## Data records:

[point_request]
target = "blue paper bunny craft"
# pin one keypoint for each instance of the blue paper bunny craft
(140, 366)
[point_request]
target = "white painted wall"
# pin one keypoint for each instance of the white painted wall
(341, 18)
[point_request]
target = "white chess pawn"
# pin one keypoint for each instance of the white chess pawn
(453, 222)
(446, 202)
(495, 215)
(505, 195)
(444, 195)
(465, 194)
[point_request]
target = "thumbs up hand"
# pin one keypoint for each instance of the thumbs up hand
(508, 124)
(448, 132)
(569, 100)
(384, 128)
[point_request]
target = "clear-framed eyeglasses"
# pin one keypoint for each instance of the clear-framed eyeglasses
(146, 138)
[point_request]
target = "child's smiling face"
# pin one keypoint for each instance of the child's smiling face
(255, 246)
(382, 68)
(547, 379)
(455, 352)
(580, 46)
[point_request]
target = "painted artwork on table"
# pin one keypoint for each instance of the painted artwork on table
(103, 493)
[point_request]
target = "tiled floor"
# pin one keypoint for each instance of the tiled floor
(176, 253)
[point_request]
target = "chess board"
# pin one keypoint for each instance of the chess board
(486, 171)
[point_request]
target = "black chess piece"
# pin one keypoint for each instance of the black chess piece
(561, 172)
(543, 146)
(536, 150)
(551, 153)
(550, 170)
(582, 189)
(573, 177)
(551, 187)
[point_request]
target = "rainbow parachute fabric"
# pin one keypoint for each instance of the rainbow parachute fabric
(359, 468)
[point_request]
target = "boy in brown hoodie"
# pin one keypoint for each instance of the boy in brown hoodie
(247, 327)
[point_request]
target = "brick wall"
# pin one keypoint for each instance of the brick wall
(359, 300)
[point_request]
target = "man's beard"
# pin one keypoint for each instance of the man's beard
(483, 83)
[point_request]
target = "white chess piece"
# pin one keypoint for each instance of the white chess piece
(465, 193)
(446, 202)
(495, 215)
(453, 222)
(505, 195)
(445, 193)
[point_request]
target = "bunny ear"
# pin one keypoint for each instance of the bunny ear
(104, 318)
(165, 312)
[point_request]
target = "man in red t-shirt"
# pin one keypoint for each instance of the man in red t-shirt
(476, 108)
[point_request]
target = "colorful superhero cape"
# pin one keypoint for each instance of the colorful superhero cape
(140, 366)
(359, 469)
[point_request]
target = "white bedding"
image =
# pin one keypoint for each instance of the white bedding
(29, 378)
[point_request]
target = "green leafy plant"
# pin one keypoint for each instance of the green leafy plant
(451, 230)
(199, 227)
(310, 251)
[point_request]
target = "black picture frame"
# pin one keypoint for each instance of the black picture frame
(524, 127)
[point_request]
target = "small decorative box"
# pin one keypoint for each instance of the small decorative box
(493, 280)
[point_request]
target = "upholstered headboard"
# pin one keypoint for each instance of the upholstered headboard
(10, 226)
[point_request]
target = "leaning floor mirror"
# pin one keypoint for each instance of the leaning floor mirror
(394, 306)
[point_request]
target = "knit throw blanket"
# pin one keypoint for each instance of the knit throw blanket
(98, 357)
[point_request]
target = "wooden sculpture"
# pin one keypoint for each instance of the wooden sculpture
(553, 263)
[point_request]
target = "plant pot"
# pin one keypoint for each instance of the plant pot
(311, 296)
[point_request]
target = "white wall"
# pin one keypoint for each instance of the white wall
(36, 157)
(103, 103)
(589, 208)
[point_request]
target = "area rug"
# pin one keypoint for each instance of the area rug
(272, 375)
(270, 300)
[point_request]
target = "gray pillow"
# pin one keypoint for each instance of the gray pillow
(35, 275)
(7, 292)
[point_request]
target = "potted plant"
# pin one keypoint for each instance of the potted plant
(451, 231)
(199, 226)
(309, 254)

## REQUIREMENT:
The records above should be copied out again in full, exactly as they appear.

## ANSWER TO THE EXERCISE:
[point_request]
target = "blue paper bunny craft"
# pin one keypoint for each instance of the blue paper bunny craft
(140, 366)
[point_request]
target = "white painted wall"
# pin one keypoint for each instance of the white painted wall
(341, 18)
[point_request]
target = "white chess pawn"
# pin one keypoint for each instance of the white chess pawn
(453, 222)
(446, 202)
(495, 215)
(505, 195)
(444, 195)
(465, 194)
[point_request]
target = "thumbs up hand"
# pin one keypoint for each instance of the thumbs up hand
(508, 124)
(448, 132)
(569, 100)
(384, 128)
[point_request]
target = "clear-framed eyeglasses"
# pin one keypoint for each instance of the clear-framed eyeglasses
(146, 138)
[point_request]
target = "child's smiling face"
# pin one keypoint for each instance of the child's smiling face
(255, 246)
(382, 68)
(547, 379)
(455, 352)
(580, 46)
[point_request]
target = "painted artwork on table"
# pin one keypoint for each instance of the painted artwork on table
(103, 493)
[point_request]
target = "tiled floor"
# pin one keypoint for each instance of the tiled floor
(176, 253)
[point_request]
target = "chess board"
# pin one keypoint for each instance of the chess board
(486, 171)
[point_request]
target = "black chess piece"
# pin one keypoint for each instance of the black chess piece
(561, 172)
(543, 146)
(536, 150)
(551, 153)
(550, 170)
(582, 189)
(573, 177)
(551, 187)
[point_request]
target = "rainbow parachute fabric"
# pin one keypoint for each instance of the rainbow parachute fabric
(359, 468)
[point_request]
target = "boy in brown hoodie"
# pin one keypoint for each instance of the boy in brown hoodie
(247, 327)
[point_request]
target = "brick wall"
# pin one keypoint for each instance of the brick wall
(359, 300)
[point_request]
target = "man's beard"
# pin one keypoint for each instance of the man's beard
(483, 83)
[point_request]
target = "white chess piece"
# pin one keypoint for each instance of the white chess piece
(465, 193)
(446, 202)
(495, 215)
(453, 222)
(505, 195)
(445, 193)
[point_request]
target = "bunny ear"
# pin one keypoint for each instance of the bunny ear
(104, 318)
(165, 312)
[point_request]
target = "man in red t-shirt"
# pin one keypoint for each instance of the man in red t-shirt
(476, 108)
[point_request]
target = "colorful superhero cape"
# pin one keypoint for each instance of the colorful superhero cape
(140, 366)
(359, 469)
[point_request]
target = "white bedding"
image =
# pin one keypoint for each instance of the white bedding
(29, 378)
[point_request]
target = "green leafy plant"
# pin one keypoint for each instance of the green leafy plant
(451, 230)
(199, 227)
(310, 251)
[point_request]
target = "black picture frame"
# pin one keypoint for each instance of the black picture frame
(524, 127)
[point_request]
target = "small decorative box"
# pin one keypoint for each instance of the small decorative box
(493, 280)
[point_request]
target = "upholstered headboard"
# pin one keypoint for each instance of the upholstered headboard
(10, 226)
[point_request]
target = "leaning floor mirror"
# pin one keypoint for each instance of the leaning floor mirror
(394, 306)
[point_request]
target = "knit throw blanket"
# pin one keypoint for each instance of the knit throw blanket
(98, 357)
[point_request]
target = "wooden sculpture"
# pin one keypoint for each instance of the wooden sculpture
(553, 263)
[point_request]
target = "plant pot"
# pin one keypoint for each instance of the plant pot
(311, 296)
[point_request]
target = "white wall"
# pin one keypoint for each instance of the white wall
(36, 157)
(103, 103)
(589, 208)
[point_request]
target = "area rug"
# pin one keypoint for each instance of the area rug
(272, 375)
(270, 300)
[point_request]
target = "gray pillow"
# pin one keypoint for each instance of the gray pillow
(35, 275)
(7, 292)
[point_request]
target = "potted plant"
# pin one keypoint for each instance of the potted plant
(451, 231)
(199, 226)
(309, 254)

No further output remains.